Your task –
Read through the records. Copy each line that has the word "below".
======
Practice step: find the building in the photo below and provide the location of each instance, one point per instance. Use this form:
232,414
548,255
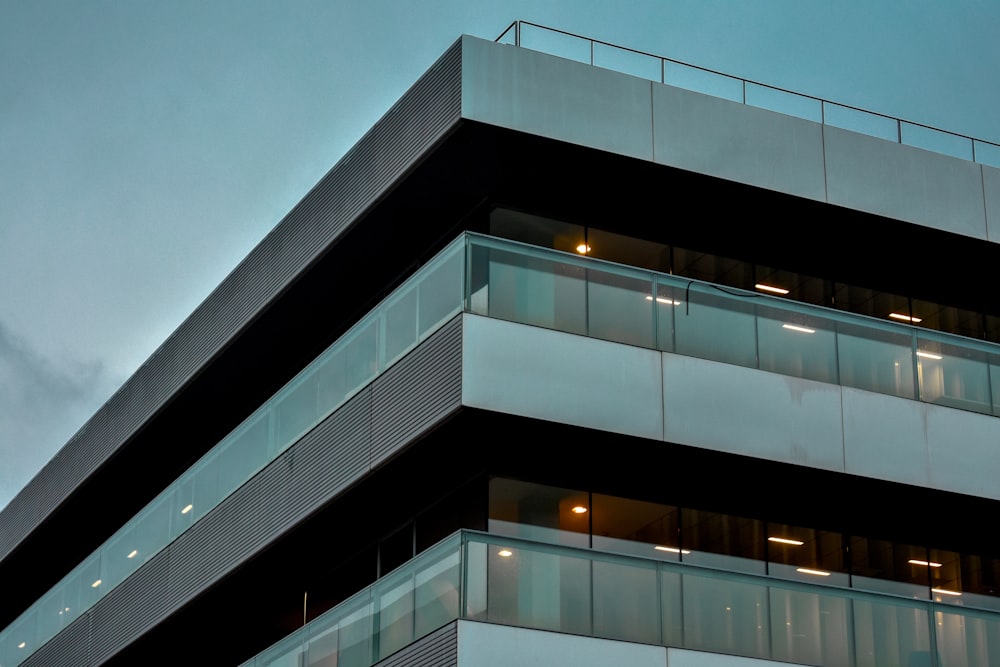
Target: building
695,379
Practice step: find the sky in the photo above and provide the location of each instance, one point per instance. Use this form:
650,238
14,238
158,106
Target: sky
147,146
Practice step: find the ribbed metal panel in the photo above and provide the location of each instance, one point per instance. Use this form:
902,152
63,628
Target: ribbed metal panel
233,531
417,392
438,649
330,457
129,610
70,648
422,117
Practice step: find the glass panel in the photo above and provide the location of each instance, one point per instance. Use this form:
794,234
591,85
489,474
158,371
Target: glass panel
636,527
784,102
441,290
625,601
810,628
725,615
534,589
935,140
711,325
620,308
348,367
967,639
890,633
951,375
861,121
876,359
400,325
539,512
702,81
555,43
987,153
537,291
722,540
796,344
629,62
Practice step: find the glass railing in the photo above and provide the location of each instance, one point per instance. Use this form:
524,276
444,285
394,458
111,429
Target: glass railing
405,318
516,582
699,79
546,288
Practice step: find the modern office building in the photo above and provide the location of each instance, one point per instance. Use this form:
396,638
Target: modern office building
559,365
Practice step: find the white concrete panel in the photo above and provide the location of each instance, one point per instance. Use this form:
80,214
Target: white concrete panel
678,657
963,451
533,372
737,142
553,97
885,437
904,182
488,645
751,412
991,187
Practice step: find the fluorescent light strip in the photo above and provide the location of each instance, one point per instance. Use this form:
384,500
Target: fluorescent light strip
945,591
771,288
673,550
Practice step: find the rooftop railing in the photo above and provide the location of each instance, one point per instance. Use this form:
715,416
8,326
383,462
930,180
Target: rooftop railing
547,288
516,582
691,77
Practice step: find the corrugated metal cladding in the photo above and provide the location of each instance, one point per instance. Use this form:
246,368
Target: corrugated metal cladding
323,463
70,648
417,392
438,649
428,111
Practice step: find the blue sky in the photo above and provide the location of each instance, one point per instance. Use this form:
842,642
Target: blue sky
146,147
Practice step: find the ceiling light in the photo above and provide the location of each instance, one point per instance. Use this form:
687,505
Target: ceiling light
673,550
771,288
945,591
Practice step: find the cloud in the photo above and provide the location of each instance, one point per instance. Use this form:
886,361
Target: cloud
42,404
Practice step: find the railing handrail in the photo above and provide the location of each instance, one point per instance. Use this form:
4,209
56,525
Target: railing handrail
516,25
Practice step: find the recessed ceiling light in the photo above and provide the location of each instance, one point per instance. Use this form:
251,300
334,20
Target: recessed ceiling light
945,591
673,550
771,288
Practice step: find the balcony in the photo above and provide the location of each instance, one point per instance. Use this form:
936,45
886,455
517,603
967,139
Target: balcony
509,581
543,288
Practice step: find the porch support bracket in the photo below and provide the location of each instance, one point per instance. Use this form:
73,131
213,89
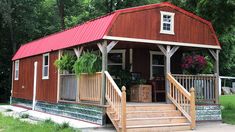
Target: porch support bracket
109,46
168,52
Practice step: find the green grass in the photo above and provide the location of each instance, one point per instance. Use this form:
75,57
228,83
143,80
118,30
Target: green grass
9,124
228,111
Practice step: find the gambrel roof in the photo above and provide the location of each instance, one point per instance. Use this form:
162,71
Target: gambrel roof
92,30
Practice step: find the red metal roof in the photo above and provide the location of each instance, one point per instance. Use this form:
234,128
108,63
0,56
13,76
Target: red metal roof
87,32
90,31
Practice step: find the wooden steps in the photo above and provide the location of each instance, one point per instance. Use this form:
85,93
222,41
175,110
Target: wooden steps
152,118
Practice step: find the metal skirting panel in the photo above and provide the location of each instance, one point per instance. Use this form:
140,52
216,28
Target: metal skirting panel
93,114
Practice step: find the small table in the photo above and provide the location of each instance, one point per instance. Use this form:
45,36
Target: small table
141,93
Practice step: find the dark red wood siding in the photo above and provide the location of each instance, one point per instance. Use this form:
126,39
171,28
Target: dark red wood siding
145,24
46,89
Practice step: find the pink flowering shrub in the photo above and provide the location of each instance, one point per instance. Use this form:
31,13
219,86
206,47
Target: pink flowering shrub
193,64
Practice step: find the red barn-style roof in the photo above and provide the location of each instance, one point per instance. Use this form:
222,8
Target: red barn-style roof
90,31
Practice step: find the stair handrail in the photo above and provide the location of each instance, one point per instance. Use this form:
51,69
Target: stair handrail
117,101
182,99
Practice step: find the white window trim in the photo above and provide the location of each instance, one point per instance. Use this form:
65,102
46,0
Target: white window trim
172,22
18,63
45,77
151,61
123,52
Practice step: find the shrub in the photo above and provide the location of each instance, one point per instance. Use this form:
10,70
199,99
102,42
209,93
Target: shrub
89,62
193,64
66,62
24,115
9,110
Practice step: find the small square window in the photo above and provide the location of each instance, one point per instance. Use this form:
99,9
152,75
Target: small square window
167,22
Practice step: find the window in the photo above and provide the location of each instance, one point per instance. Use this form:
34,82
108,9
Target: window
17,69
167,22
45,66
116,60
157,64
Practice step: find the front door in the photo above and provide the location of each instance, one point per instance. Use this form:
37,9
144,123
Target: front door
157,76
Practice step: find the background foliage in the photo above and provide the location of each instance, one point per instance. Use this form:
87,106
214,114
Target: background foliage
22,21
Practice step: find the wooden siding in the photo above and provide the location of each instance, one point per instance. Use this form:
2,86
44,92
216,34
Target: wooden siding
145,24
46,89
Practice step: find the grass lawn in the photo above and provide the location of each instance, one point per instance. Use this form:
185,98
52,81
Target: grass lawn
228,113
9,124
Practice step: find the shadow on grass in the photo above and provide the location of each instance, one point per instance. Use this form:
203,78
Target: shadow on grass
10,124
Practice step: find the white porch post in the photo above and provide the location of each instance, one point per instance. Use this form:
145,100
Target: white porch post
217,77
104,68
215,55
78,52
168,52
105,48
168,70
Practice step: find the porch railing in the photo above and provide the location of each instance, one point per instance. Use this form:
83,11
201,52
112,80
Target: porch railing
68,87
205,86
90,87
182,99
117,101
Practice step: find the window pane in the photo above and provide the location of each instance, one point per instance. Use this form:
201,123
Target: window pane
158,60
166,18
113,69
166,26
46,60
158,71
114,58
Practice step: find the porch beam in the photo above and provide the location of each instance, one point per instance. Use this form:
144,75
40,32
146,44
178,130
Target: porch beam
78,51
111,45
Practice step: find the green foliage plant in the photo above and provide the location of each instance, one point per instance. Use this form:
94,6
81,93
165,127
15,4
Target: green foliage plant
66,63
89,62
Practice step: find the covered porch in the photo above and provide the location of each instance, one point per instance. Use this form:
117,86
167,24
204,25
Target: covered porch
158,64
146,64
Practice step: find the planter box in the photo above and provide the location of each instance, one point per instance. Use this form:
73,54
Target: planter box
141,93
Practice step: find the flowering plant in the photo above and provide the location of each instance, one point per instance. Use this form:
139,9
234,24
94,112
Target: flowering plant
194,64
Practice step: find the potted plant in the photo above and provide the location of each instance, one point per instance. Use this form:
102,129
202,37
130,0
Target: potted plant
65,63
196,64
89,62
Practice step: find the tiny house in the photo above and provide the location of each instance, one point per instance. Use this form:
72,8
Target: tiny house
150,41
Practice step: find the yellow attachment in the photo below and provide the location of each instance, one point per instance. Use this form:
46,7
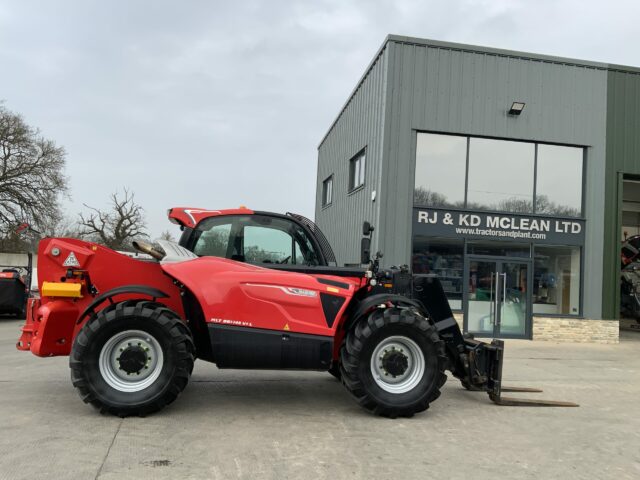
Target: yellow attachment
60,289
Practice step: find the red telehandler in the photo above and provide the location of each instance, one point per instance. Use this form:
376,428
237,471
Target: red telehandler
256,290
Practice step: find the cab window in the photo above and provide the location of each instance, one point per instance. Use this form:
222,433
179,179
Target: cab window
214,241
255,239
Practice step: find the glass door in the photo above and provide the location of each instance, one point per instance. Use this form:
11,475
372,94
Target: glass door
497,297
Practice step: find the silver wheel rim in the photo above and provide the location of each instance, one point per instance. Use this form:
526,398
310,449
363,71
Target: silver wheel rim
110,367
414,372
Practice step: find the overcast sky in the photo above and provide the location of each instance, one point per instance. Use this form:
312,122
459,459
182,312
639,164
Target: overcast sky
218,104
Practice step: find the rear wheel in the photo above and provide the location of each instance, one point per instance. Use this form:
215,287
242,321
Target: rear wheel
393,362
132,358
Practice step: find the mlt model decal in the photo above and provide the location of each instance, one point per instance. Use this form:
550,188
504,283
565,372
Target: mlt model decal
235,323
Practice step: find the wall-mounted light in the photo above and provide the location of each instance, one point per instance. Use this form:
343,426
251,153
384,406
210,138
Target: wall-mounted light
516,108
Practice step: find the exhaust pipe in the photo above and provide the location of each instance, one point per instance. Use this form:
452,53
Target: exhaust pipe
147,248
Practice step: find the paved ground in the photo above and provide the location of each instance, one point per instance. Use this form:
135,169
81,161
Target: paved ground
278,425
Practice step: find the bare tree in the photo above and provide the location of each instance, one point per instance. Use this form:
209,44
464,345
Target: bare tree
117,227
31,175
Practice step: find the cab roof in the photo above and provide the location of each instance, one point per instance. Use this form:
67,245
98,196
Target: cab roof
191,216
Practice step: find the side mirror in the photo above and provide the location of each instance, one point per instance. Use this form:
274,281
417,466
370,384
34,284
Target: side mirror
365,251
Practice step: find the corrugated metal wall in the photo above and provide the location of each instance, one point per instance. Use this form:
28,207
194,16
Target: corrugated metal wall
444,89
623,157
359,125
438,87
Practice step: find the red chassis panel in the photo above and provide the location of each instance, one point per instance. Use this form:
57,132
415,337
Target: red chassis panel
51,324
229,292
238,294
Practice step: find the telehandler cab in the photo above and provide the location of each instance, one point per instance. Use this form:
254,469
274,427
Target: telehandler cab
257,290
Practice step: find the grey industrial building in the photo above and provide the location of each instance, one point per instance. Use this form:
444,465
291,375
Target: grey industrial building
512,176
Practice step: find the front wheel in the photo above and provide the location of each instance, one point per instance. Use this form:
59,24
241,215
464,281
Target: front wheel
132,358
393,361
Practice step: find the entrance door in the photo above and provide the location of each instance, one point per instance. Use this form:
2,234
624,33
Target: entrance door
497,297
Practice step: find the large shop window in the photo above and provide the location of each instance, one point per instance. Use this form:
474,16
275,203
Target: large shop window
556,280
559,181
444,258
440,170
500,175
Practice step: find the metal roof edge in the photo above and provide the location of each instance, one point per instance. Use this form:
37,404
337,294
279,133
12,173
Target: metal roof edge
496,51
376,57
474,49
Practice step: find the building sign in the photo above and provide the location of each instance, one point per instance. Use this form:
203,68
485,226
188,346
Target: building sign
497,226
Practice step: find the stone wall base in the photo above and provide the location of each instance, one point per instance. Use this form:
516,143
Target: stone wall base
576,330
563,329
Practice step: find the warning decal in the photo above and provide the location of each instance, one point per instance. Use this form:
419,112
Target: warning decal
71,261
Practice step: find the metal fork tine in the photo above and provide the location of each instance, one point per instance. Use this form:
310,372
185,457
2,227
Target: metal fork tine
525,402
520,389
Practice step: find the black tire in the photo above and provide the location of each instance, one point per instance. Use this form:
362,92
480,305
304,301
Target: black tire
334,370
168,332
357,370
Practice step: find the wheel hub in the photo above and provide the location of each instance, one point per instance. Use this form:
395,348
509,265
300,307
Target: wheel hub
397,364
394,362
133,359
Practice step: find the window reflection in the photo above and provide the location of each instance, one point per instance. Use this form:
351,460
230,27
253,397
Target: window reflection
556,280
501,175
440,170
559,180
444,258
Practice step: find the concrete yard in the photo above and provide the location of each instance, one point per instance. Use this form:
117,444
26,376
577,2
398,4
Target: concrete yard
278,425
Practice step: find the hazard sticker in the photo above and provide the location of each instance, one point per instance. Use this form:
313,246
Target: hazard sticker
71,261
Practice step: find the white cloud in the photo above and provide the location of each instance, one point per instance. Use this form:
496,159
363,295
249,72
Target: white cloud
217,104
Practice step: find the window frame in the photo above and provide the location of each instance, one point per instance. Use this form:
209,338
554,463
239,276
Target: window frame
======
Solution to this problem –
Practice step: find the building in the photo below and provide the location of each instance, one point per instance. Use this form:
Practice step: find the porch support bracket in the photo below and provide the location of each instance, one point per instance. Use this form:
Practice step: find the yellow attachment in the photo below and provide the location of each instance, one point per instance. Use this form:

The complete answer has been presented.